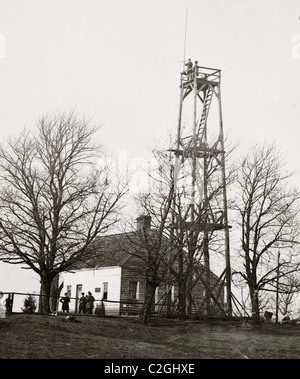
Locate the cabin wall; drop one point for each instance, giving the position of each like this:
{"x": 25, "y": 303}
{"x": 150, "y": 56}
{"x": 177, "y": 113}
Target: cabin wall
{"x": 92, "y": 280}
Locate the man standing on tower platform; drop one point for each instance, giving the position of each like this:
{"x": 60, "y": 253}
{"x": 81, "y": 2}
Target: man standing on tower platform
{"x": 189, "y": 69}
□ □ □
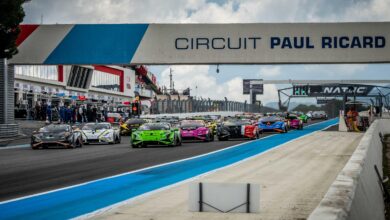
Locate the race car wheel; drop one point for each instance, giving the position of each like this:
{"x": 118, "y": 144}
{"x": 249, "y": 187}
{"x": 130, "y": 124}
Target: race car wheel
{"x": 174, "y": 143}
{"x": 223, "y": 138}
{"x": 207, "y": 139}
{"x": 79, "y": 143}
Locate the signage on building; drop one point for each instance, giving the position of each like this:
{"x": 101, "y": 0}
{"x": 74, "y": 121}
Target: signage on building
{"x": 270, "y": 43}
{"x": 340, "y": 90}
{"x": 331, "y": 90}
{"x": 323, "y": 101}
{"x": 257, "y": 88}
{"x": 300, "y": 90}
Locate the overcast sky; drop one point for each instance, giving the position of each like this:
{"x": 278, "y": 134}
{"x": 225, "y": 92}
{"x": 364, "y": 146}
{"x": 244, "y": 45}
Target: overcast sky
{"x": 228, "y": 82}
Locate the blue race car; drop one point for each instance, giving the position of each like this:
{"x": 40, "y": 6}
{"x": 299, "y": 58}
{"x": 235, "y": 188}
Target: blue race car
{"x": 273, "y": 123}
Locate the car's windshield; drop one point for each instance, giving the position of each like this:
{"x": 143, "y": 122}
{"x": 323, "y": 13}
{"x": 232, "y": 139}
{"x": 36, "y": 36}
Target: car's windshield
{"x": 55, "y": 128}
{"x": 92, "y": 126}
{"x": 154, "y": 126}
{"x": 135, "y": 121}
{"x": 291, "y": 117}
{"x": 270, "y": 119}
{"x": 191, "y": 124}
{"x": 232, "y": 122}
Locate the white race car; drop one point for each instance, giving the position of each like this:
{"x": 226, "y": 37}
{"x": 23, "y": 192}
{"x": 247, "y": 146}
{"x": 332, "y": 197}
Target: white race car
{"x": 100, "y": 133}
□ □ □
上のリストから、文字列 "overcast" を含む行をすべて抜き出してください。大文字と小文字は区別します。

解答
Locate the overcast sky; drop one point for each instance, giving the position of each like this:
Target: overcast sky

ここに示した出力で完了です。